Input for this task
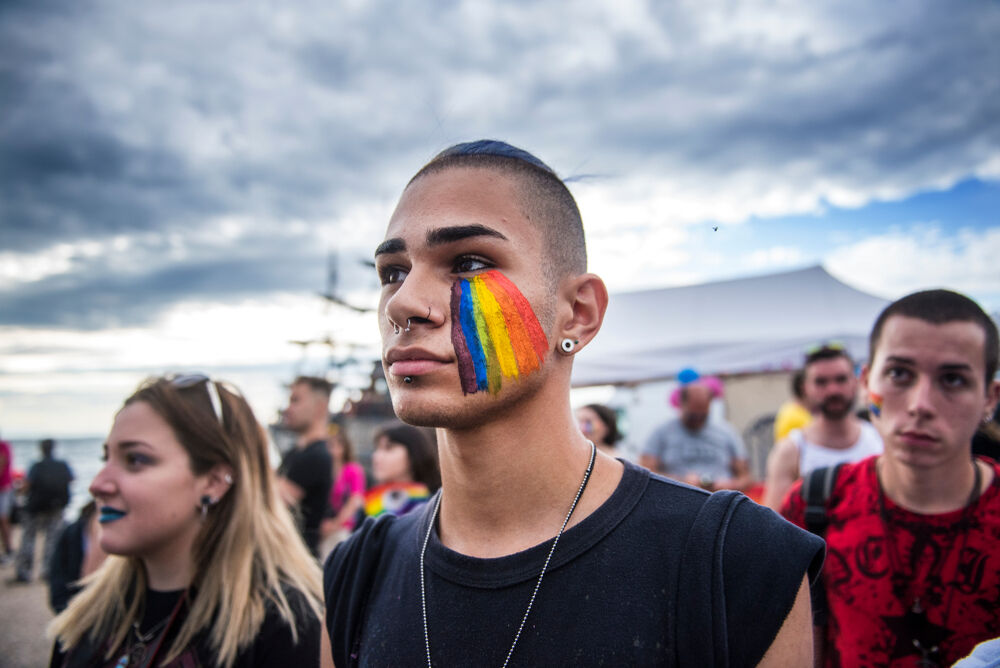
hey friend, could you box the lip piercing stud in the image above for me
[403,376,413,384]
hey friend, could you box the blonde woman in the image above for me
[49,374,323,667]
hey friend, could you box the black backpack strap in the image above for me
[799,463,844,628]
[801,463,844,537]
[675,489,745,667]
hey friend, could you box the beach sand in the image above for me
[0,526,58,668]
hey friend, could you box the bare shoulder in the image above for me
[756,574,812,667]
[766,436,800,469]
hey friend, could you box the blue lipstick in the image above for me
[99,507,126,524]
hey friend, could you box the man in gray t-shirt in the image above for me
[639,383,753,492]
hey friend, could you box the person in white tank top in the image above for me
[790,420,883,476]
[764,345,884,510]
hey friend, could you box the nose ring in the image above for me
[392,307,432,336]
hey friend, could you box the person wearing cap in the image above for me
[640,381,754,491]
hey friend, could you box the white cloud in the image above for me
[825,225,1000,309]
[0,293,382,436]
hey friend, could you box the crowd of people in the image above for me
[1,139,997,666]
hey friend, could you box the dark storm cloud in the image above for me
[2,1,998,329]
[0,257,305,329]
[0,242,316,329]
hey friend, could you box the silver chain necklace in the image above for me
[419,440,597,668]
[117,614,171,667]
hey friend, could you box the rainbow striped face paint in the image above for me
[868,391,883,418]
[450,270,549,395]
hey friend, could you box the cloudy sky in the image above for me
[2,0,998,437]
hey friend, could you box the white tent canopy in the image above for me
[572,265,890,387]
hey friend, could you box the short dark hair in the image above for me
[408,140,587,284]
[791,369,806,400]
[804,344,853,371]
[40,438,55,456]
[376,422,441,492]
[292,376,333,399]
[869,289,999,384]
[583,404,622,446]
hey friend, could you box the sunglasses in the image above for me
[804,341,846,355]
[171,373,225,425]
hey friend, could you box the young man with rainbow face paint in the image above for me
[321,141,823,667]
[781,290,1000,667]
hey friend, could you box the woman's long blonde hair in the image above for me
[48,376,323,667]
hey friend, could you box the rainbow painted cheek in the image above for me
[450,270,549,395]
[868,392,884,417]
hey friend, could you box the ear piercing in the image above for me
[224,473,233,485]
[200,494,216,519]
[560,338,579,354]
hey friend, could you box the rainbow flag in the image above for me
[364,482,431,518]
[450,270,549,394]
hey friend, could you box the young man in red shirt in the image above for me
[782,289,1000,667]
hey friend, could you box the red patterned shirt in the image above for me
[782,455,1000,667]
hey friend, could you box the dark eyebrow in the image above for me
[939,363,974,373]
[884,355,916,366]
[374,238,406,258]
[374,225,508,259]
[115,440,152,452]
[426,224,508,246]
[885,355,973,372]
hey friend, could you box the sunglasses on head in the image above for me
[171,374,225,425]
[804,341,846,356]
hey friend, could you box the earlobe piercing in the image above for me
* * *
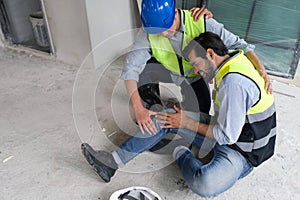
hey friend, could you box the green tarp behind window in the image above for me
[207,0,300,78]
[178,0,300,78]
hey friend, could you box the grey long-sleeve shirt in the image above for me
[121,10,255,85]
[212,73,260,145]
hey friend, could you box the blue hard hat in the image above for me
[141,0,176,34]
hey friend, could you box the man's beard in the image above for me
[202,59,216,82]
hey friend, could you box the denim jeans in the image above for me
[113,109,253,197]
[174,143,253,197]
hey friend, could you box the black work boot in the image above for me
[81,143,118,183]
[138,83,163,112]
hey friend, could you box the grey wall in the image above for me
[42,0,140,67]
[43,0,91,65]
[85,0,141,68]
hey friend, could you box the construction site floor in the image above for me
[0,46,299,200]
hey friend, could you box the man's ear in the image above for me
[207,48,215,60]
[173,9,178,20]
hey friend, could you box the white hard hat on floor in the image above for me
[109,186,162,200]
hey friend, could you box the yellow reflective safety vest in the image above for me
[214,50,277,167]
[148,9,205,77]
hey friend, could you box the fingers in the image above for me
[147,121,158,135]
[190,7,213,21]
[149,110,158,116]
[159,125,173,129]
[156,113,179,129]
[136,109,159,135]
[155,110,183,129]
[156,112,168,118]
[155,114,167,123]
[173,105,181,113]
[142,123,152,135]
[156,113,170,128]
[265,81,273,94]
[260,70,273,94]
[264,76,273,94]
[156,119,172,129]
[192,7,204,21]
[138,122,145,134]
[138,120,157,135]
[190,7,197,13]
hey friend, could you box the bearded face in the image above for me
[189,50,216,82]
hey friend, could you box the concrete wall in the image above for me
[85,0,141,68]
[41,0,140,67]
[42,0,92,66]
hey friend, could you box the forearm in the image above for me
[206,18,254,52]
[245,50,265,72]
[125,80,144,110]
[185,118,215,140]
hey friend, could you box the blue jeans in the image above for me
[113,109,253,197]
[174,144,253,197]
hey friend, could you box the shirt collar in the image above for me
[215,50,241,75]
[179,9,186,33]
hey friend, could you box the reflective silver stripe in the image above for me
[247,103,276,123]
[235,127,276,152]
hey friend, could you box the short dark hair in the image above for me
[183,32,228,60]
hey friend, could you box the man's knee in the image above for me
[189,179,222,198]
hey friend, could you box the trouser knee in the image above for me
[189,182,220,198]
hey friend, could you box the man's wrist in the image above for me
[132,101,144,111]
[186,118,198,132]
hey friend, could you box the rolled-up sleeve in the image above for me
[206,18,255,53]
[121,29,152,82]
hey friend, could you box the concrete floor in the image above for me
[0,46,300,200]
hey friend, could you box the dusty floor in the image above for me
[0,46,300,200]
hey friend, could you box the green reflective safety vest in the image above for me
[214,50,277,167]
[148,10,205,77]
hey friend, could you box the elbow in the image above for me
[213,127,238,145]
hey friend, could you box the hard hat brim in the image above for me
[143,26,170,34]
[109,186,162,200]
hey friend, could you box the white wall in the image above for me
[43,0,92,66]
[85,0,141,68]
--
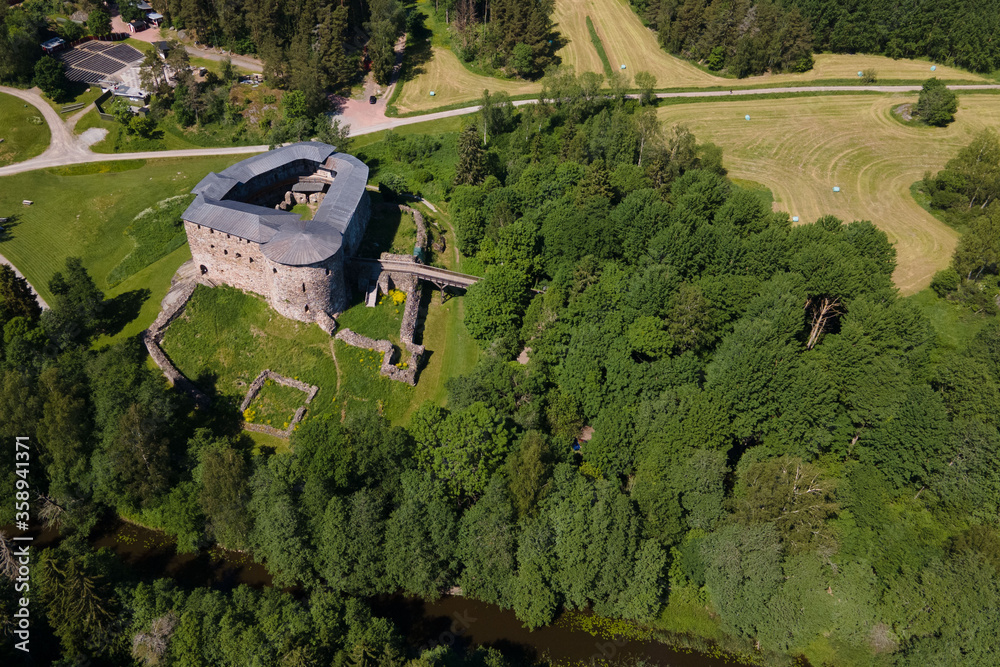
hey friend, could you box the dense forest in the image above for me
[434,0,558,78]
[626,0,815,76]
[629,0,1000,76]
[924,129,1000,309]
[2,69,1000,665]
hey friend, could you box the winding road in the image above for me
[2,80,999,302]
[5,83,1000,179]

Goal of the exercise
Find the line with "hey friend, could you box the rainbow flag" in the material above. Reproduce it and each line after it up to and including the line with "hey friend, could you box the earlobe".

Response below
hey friend, could you box the rainbow flag in the image above for me
[364,482,431,518]
[450,270,549,394]
hey friend, could you box the young man in red shirt in the image above for me
[782,289,1000,667]
hey friend, could you box the red patterned shirt in the image above for me
[782,455,1000,667]
hey friend, could you box the dark eyebrow in the image above for me
[939,363,974,373]
[884,355,916,366]
[374,238,406,258]
[374,225,508,259]
[115,440,152,452]
[426,224,508,246]
[885,355,973,372]
hey friend, could you box the sunglasses on head in the image above for me
[171,374,225,425]
[804,341,846,356]
hey friend, could you box the earlobe piercing in the image above for me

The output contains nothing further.